◆ Exercise description:
With both ends included, repeat exactly the lines of the entries below from the one containing "point per instance: blurred" down to the one containing "point per instance: child's dark", and no others.
◇ ◇ ◇ ◇
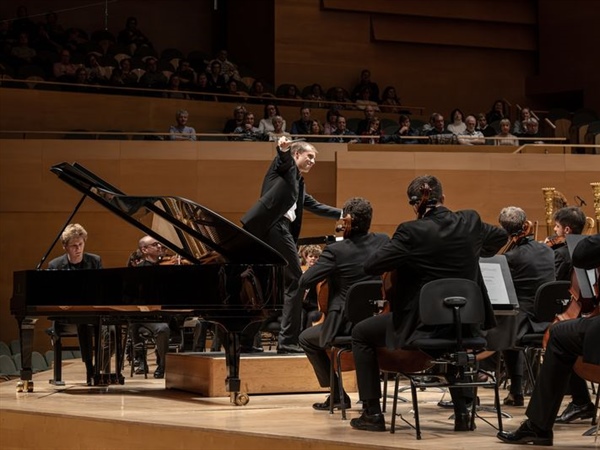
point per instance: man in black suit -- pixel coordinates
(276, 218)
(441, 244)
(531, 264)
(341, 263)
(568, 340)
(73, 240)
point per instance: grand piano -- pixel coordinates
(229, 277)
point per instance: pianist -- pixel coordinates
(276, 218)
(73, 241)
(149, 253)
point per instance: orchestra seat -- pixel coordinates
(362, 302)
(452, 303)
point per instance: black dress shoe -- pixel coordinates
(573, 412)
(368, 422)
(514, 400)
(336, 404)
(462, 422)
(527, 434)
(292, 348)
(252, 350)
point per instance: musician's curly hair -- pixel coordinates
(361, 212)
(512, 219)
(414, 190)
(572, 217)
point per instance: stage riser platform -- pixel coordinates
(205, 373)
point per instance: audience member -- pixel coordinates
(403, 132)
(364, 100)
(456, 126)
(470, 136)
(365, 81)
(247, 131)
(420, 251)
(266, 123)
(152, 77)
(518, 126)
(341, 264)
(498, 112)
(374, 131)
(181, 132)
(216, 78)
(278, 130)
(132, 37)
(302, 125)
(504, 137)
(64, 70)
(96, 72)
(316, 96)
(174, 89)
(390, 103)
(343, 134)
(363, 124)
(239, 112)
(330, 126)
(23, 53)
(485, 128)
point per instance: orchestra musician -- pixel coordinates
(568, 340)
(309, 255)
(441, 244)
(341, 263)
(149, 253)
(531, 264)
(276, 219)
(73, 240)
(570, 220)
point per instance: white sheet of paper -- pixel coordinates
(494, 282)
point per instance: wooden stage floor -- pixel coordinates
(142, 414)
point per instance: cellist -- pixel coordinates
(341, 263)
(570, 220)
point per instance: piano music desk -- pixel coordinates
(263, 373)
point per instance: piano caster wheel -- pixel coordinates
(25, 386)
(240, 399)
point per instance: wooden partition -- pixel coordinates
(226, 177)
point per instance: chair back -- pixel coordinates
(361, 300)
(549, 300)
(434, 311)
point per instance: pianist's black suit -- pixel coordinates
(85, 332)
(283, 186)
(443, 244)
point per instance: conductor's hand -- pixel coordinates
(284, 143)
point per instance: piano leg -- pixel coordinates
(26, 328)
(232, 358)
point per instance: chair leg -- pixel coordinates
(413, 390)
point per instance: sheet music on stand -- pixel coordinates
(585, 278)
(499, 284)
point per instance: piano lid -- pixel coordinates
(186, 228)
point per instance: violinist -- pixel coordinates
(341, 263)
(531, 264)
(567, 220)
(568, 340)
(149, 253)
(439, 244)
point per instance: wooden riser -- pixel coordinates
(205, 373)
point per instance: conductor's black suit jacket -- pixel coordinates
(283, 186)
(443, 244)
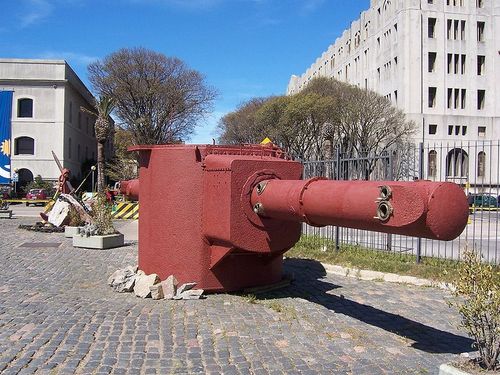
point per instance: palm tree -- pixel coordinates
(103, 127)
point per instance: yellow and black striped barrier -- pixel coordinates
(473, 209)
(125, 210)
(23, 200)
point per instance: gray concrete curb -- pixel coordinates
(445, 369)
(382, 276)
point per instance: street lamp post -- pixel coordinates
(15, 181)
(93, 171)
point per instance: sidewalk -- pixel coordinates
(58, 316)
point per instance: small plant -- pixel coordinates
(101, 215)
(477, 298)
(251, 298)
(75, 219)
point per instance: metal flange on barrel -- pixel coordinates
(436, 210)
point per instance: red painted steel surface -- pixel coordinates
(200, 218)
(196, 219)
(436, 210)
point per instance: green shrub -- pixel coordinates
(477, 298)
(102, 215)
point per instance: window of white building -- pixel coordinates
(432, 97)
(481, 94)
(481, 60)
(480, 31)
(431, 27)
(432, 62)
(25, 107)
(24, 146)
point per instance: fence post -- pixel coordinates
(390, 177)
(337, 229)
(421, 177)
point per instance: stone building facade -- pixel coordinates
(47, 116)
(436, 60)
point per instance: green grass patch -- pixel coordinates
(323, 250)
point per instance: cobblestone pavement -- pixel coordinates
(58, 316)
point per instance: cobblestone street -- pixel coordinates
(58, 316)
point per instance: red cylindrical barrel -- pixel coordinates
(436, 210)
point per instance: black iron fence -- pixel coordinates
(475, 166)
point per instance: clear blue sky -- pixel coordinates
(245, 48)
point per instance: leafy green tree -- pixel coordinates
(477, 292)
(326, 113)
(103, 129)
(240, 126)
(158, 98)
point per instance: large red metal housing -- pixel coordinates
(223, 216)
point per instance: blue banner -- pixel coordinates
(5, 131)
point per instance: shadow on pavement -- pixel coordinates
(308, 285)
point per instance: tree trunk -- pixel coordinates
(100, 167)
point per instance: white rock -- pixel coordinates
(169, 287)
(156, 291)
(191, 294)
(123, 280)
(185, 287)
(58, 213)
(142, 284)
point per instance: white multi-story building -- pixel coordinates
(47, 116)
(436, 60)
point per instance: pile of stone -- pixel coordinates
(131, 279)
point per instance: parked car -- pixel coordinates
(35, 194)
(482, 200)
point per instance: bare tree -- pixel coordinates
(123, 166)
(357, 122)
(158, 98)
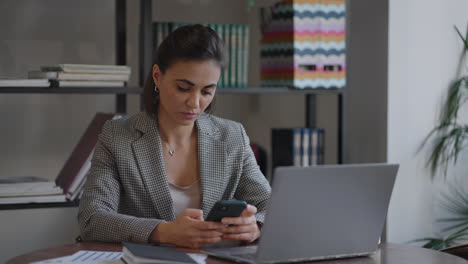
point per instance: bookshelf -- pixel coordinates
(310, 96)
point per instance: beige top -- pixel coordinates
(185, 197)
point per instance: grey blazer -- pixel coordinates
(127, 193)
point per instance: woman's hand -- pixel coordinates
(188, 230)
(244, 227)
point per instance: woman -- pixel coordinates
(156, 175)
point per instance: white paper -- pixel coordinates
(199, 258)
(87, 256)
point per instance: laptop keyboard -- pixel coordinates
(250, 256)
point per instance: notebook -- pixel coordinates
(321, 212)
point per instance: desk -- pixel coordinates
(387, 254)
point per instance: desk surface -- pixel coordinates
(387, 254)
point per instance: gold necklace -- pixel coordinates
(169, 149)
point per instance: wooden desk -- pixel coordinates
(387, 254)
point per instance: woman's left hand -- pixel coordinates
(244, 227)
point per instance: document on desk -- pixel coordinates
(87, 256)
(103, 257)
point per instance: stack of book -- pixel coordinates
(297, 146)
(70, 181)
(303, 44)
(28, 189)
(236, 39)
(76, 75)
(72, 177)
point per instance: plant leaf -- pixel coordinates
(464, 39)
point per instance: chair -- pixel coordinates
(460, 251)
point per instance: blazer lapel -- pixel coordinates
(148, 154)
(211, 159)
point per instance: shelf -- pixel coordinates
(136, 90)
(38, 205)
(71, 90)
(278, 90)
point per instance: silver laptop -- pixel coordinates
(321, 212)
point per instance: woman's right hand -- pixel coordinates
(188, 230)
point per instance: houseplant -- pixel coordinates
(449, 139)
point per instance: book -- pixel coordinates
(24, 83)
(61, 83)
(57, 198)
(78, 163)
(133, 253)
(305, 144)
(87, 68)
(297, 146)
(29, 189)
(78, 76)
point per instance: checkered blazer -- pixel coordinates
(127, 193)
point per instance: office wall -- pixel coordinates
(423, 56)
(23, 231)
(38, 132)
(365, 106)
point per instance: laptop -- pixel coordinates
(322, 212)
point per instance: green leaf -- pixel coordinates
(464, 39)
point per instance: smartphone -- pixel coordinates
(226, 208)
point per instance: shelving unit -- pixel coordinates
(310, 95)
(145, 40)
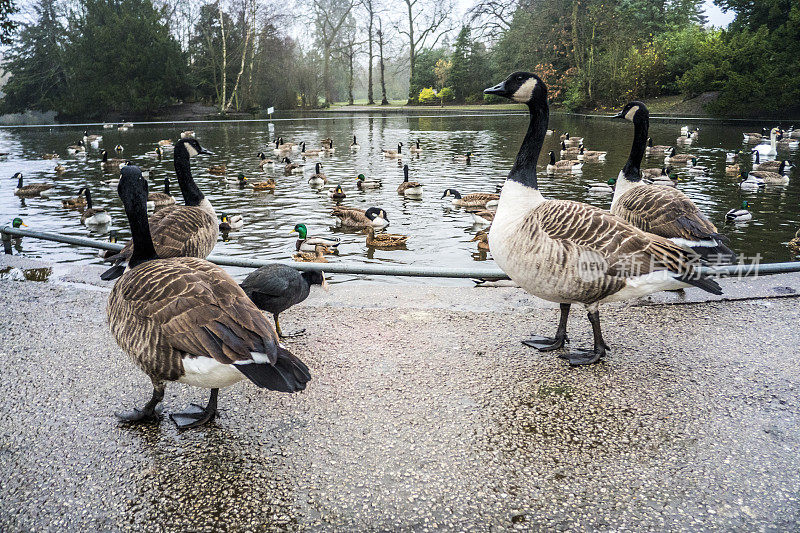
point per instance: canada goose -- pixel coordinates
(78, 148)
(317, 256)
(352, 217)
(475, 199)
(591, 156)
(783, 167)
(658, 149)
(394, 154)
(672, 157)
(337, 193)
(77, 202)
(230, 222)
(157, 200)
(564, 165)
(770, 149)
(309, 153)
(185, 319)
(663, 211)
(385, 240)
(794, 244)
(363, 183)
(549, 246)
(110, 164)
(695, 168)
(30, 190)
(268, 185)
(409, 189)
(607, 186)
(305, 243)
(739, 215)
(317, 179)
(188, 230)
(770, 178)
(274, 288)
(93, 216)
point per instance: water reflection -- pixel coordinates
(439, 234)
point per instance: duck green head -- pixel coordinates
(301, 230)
◇ ◇ ◇ ◇
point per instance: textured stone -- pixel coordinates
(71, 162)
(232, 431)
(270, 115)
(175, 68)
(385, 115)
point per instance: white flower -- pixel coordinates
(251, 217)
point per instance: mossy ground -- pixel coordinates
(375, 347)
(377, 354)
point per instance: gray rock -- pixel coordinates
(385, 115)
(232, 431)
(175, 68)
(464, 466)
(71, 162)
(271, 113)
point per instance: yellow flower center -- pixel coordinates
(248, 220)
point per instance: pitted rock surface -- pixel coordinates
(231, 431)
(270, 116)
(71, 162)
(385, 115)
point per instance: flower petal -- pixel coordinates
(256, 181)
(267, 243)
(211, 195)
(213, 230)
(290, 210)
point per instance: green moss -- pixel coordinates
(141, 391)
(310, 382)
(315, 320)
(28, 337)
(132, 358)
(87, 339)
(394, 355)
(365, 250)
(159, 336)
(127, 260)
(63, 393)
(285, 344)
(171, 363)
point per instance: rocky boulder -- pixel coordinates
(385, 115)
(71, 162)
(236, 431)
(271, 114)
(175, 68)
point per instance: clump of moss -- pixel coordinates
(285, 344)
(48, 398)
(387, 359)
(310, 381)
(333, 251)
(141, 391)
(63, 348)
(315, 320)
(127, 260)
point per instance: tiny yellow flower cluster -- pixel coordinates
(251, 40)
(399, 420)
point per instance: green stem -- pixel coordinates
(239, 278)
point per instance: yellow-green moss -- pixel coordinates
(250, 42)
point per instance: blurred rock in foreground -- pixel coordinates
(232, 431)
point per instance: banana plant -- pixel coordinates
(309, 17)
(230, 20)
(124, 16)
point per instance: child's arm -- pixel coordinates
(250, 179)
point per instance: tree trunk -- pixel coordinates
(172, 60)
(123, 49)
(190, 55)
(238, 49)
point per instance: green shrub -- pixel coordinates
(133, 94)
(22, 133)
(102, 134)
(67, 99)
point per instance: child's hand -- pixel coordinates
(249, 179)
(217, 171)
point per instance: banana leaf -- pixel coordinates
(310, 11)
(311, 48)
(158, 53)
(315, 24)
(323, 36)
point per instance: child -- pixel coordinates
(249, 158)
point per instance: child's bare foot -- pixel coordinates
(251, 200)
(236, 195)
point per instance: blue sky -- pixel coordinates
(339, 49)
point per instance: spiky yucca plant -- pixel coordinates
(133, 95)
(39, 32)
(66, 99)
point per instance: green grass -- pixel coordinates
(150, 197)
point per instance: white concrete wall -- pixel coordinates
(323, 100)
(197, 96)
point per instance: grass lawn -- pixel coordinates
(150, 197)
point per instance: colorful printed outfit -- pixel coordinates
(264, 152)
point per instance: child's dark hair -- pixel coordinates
◇ ◇ ◇ ◇
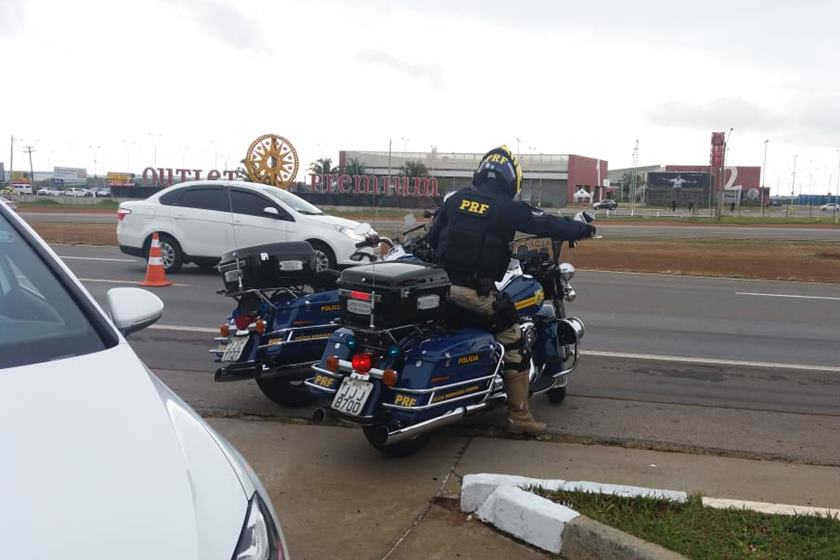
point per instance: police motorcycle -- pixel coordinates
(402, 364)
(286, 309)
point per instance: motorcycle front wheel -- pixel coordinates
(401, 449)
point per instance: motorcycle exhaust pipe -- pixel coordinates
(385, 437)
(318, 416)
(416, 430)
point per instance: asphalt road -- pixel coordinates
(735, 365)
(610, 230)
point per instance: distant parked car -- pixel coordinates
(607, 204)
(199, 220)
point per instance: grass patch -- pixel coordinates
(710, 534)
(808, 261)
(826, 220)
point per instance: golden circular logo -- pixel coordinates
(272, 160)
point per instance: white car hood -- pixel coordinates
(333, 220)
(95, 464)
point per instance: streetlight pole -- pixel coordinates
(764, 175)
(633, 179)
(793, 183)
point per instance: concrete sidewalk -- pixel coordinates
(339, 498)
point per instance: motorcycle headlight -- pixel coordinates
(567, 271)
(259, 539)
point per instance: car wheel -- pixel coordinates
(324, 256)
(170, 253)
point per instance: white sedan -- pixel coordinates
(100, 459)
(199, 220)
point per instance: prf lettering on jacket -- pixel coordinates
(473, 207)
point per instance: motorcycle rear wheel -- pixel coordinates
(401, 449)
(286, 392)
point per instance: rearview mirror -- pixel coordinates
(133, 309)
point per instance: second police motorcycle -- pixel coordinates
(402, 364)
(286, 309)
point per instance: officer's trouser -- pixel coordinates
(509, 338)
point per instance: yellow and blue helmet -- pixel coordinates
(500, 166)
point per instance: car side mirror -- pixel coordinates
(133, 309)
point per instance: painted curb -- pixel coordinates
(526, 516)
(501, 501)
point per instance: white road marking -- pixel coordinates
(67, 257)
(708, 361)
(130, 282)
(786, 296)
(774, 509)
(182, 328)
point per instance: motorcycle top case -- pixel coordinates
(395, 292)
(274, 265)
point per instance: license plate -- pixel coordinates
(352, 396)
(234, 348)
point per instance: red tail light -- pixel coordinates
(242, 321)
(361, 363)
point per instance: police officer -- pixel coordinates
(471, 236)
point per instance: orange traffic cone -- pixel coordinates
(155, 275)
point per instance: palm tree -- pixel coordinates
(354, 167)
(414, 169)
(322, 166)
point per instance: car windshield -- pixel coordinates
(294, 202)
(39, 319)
◇ ◇ ◇ ◇
◆ Answer space:
point per instance: blurred rock in foreground -- pixel coordinates
(232, 431)
point per instance: banana plant -- pixel coordinates
(309, 17)
(230, 20)
(124, 16)
point per instance: child's arm -- pixel coordinates
(250, 179)
point per instance: tree trunk -- pixel coordinates
(172, 60)
(123, 49)
(190, 55)
(238, 49)
point per instance: green shrub -- pixel coordinates
(133, 94)
(22, 133)
(102, 134)
(67, 99)
point per instance: child's hand -- pixel coordinates
(249, 179)
(217, 171)
point per instance: banana leaf -- pixel coordinates
(310, 11)
(311, 48)
(158, 53)
(315, 24)
(323, 36)
point per instance: child -- pixel coordinates
(249, 158)
point per instance: child's bare foot -- pixel coordinates
(251, 200)
(236, 195)
point per instance: blue sky -- pixel coordinates
(339, 49)
point per instance: spiky yucca plant -- pixel coordinates
(133, 95)
(39, 32)
(66, 99)
point per instance: green grass -- pixel coordinates
(150, 197)
point per instance: white concrete wall -- pixel coordinates
(323, 100)
(197, 96)
point per instance: grass lawn -- pixel coordinates
(150, 197)
point per instance: colorful printed outfit -- pixel coordinates
(264, 152)
point per instance: child's dark hair -- pixel coordinates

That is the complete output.